(Stored data entries)
==============================

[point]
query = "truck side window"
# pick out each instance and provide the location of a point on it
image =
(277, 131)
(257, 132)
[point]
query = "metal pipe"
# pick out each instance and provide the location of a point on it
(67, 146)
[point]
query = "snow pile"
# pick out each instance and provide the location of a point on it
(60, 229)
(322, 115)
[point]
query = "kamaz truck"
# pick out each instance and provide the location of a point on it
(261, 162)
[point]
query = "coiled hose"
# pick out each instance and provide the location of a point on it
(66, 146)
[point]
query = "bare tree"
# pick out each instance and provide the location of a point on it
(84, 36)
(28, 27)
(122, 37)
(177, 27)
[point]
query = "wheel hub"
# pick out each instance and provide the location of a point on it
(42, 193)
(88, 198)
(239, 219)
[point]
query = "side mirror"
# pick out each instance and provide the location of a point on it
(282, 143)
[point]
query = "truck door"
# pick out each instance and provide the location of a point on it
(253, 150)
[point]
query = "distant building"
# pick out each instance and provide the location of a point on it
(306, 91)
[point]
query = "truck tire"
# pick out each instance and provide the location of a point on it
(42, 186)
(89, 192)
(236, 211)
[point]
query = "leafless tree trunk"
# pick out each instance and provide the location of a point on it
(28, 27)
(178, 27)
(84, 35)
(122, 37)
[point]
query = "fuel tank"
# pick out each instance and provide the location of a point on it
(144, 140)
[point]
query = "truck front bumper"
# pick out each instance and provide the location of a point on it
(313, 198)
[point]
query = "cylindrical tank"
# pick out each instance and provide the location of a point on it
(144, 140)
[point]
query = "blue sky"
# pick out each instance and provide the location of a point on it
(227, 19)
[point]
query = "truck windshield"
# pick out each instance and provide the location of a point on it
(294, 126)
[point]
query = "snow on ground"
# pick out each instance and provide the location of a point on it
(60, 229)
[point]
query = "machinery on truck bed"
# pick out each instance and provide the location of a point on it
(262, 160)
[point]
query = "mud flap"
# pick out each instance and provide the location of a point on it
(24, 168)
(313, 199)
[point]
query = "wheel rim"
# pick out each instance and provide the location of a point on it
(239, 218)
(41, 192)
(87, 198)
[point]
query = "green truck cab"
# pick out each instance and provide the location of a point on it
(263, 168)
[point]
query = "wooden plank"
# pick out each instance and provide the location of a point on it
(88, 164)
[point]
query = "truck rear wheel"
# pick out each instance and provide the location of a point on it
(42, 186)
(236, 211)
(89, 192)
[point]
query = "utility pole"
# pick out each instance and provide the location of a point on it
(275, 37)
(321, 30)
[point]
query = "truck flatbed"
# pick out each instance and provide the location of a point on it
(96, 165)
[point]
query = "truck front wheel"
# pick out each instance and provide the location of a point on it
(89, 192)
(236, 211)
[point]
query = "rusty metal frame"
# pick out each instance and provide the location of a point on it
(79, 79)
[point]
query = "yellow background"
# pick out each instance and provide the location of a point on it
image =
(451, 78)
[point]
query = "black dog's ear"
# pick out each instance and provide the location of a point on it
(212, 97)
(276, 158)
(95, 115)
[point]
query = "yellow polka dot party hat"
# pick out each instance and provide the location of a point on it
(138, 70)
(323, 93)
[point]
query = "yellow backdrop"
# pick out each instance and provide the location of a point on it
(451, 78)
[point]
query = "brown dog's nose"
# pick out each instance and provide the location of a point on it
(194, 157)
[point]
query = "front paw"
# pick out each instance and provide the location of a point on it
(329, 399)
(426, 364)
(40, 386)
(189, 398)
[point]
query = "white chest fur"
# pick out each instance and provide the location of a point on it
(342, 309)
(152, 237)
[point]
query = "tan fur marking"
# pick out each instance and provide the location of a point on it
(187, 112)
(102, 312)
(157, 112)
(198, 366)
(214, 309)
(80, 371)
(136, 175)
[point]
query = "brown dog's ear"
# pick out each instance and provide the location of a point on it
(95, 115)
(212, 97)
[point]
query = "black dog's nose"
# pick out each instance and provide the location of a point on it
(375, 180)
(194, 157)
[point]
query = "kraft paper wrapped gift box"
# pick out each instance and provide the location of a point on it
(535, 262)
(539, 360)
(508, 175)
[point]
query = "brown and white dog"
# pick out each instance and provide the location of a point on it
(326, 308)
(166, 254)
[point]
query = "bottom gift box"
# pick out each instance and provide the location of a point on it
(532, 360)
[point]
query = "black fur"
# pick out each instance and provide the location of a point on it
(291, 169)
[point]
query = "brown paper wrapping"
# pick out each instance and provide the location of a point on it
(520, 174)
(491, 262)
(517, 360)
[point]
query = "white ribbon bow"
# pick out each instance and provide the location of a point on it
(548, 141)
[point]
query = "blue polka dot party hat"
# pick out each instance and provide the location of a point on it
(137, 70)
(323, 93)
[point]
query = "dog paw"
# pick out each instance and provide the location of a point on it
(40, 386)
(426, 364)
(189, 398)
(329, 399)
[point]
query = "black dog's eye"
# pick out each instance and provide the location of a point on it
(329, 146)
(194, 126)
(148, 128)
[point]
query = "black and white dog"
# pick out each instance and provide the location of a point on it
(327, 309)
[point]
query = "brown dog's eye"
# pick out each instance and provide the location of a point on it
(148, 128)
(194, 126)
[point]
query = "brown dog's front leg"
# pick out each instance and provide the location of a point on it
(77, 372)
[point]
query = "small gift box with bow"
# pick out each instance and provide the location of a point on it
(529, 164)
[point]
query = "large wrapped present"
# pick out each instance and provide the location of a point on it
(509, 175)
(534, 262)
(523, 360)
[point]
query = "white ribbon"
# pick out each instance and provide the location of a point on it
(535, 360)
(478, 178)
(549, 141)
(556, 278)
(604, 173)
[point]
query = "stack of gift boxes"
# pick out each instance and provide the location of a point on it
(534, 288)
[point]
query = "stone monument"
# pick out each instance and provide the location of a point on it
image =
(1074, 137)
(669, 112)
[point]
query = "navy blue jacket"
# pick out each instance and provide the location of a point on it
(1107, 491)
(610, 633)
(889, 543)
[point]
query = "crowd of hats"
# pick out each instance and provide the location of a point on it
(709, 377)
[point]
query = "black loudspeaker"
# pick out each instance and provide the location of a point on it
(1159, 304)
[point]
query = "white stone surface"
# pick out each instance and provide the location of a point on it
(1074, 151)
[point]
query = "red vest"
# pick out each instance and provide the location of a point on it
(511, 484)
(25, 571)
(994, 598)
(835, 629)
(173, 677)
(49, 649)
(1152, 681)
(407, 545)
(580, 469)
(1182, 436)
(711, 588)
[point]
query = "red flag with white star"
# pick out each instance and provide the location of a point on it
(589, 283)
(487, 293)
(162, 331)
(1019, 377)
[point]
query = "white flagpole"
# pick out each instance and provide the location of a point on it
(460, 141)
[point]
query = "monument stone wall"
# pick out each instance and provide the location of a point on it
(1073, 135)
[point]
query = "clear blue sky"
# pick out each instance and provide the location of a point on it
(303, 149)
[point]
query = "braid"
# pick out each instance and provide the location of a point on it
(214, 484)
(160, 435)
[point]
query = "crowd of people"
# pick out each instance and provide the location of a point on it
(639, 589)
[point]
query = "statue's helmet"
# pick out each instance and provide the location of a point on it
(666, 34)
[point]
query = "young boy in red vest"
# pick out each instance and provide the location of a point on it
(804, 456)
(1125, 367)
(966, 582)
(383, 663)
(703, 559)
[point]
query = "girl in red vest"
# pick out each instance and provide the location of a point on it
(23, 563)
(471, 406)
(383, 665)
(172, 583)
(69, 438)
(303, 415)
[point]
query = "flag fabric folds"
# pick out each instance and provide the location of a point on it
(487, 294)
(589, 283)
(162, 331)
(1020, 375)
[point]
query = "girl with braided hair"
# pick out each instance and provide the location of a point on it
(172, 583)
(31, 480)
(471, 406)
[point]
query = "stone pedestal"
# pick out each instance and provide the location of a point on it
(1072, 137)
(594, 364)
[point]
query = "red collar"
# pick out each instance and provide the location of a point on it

==============================

■ **HOW TO COMPLETE THIS TASK**
When you answer, repeat every record exactly, omitting nothing.

■ **WRITTEN ANSWER**
[point]
query = "truck side window"
# pick out each instance and provide the location of a point on it
image =
(277, 131)
(257, 132)
[point]
query = "metal pipe"
# pick out each instance and provide the location of a point on it
(67, 146)
[point]
query = "snow pile"
# pick out each instance and provide the location of a point on it
(60, 229)
(322, 115)
[point]
query = "kamaz truck"
# pick out each instance and provide the location of a point on it
(261, 162)
[point]
query = "coiled hose"
# pick out each instance and provide the location of a point on it
(66, 146)
[point]
query = "bare tree"
# pick out each instance and provide the location of a point on it
(84, 36)
(28, 27)
(122, 37)
(177, 27)
[point]
query = "wheel hub"
# pick out each instance and provide the location of a point on it
(42, 193)
(88, 198)
(239, 219)
[point]
query = "side mirror"
# pick out each instance and provide the location of a point on it
(282, 143)
[point]
query = "truck door"
# pick out each instance and provide the location of a point on it
(253, 150)
[point]
query = "distant building"
# pick out each instance and provide the location of a point on it
(306, 91)
[point]
query = "truck tire"
# pick out each instance and provide the location of a point on it
(42, 186)
(89, 192)
(236, 211)
[point]
query = "leafless tree trunk"
# pick out each instance and provide the location of a point on it
(28, 27)
(178, 27)
(84, 35)
(122, 37)
[point]
query = "fuel tank"
# pick out each instance and provide the location of a point on it
(144, 140)
[point]
query = "truck front bumper"
# pick out each instance and provide the location of a point on it
(313, 198)
[point]
query = "cylindrical tank"
# pick out each instance and provide the location of a point on it
(144, 140)
[point]
query = "blue sky"
# pick out each instance and provide the location of a point on it
(227, 19)
[point]
query = "truck windshield"
# pick out each instance and provide the location of a point on it
(294, 126)
[point]
query = "snow on ground"
# pick out each instance and provide the location of a point on it
(60, 229)
[point]
query = "machinery on truck bed"
# pick out each instance and provide the location of a point on it
(262, 160)
[point]
query = "mud flap"
# pick out each instance and provide the location of a point on it
(24, 168)
(313, 199)
[point]
query = "wheel rim"
# pick out each instance and provide the location of a point on it
(239, 218)
(41, 192)
(87, 198)
[point]
query = "green truck cab"
# pick out each instance and provide the location of a point on it
(263, 168)
[point]
query = "wooden plank"
# pick out each instance and provide the location of a point on it
(88, 164)
[point]
query = "truck rear wheel"
# pick out each instance and provide the location of a point on it
(42, 186)
(236, 211)
(89, 192)
[point]
query = "utility pole"
# pick out each instance and provide the location of a point on it
(275, 37)
(321, 30)
[point]
query = "truck flatbed"
# pick out each instance and provide the location of a point on it
(96, 165)
[point]
query = "truck front wheel"
# pick out each instance and provide the location of a point on it
(89, 192)
(236, 211)
[point]
query = "rusty metal frame"
# pick out each instance and provide the location of a point on it
(79, 79)
[point]
query = "yellow background"
# pick out each instance and provide the location of a point on it
image =
(451, 78)
[point]
query = "black dog's ear"
# pick out each instance and provide the location of a point on it
(212, 97)
(276, 158)
(95, 115)
[point]
query = "yellow polka dot party hat"
# pick out each instance and provide the location of a point on it
(138, 70)
(323, 93)
[point]
query = "yellow backdrop"
# pick out each instance and provide the location of a point on it
(451, 78)
[point]
query = "brown dog's nose"
# pick out each instance and provide the location of a point on it
(194, 157)
[point]
query = "front paw"
# pick out each instance and provide the location of a point on it
(329, 399)
(426, 364)
(40, 386)
(189, 398)
[point]
query = "white chest fur"
# pick out each instance and provide the location of a point on it
(342, 309)
(152, 237)
[point]
query = "tan fur marking"
# pick out each instance and provide the location of a point on it
(187, 112)
(102, 312)
(157, 112)
(198, 366)
(214, 309)
(80, 371)
(136, 175)
[point]
query = "brown dog's ear"
# pick out each instance and provide the location of a point on it
(95, 115)
(212, 97)
[point]
query = "black dog's nose"
# pick out each instance and provide the location of a point on it
(375, 180)
(194, 157)
[point]
query = "kraft paper wrapped gift box"
# pick out each instance and provide the location of a point on it
(535, 262)
(539, 360)
(508, 175)
[point]
query = "brown and white dog"
# pick out each instance and provide the location of a point on it
(326, 308)
(166, 254)
[point]
query = "bottom gift box"
# pick out each instance and provide the location of a point on it
(532, 360)
[point]
query = "black fur"
# pick out each instance and provide the location of a point on it
(291, 169)
[point]
query = "brown paper wrapping"
# pick out each instance and provide the location of a point on it
(520, 174)
(491, 262)
(517, 360)
[point]
query = "white ribbon bow"
# pick out each instance and provide the location of a point on it
(548, 141)
[point]
query = "blue polka dot party hat"
# pick out each instance and provide the location of a point on it
(137, 70)
(323, 93)
[point]
query = "dog paw"
# pick out each instance and provide the location of a point on it
(40, 386)
(426, 364)
(189, 398)
(329, 399)
[point]
query = "black dog's eye"
# pick out each instance and provide the location of a point on it
(329, 146)
(194, 126)
(148, 128)
[point]
query = "black and white dog"
# pick out each instance and provide the location of a point on it
(327, 309)
[point]
query = "brown dog's eye"
# pick out each instance and provide the location of a point on it
(148, 128)
(194, 126)
[point]
query = "brown dog's front leg"
# pick out each instance and provide the location of a point on it
(77, 372)
[point]
query = "small gift box with bow"
# pick out each instance and provide the location of a point on it
(529, 164)
[point]
query = "large wrapped present"
# pick out each instance and provide the location of a point on it
(509, 175)
(534, 262)
(523, 360)
[point]
query = "white ribbon"
# pick out each instance and provide the location of a point on it
(535, 360)
(478, 178)
(549, 141)
(556, 278)
(604, 173)
[point]
query = "stack of gift boxes"
# pick out each instance and provide the location of a point on it
(534, 288)
[point]
query = "stone monument"
# pick out each instance and provide the location of a point on it
image =
(1074, 137)
(669, 112)
[point]
query = "navy blue jacket"
# pick out each instance and provide the location of a point on it
(1107, 491)
(610, 633)
(889, 543)
[point]
query = "crowd of hats"
# pick out each instance and provide the location of a point on it
(709, 377)
[point]
query = "black loudspeaker"
# pick out each instance and provide the location of a point on it
(1159, 304)
[point]
query = "white stone surface"
# pick out each instance and provide the location of a point on it
(1074, 151)
[point]
query = "red vest"
# pick out each instance and provide the location of a point on it
(511, 484)
(25, 571)
(994, 598)
(835, 629)
(173, 677)
(49, 649)
(1152, 681)
(407, 545)
(580, 469)
(1182, 436)
(711, 588)
[point]
query = "red flag with white star"
# pick out each instance and provide the location of a point on it
(589, 283)
(487, 293)
(162, 331)
(1019, 377)
[point]
query = "white flagpole"
# pick out each instance and provide the location of a point on it
(460, 141)
[point]
query = "monument stone wall"
# pick out each instance and provide the location of a point on it
(1073, 135)
[point]
query = "clear blue sky"
# pick out each instance and provide the location of a point on it
(303, 149)
[point]
query = "braid"
# pick out each instance and provide the location of a point on it
(214, 484)
(160, 435)
[point]
query = "crowd of people"
# pick out each instance and provide the location of a point on it
(639, 589)
[point]
query = "statue's helmet"
# pick out each instance and provide the location of a point on it
(666, 34)
[point]
query = "young boy in red vest"
# pick out each instance and provide the location of a point on it
(804, 456)
(1125, 367)
(966, 582)
(383, 663)
(703, 559)
[point]
query = "girl in red vest"
# pick out each instance and provide the location of a point on it
(23, 563)
(471, 406)
(383, 665)
(172, 583)
(69, 438)
(303, 415)
[point]
query = "flag fabric folds"
# pick out each instance and provide the location of a point on it
(487, 294)
(589, 283)
(162, 331)
(1020, 375)
[point]
query = "girl with braided hair"
# pick out each instance and provide the location of a point on it
(172, 583)
(31, 480)
(471, 406)
[point]
query = "stone pedestal"
# pick out each instance and provide the location of a point on it
(1072, 137)
(594, 364)
[point]
query = "red collar"
# pick out each instance and provide the location of a point on it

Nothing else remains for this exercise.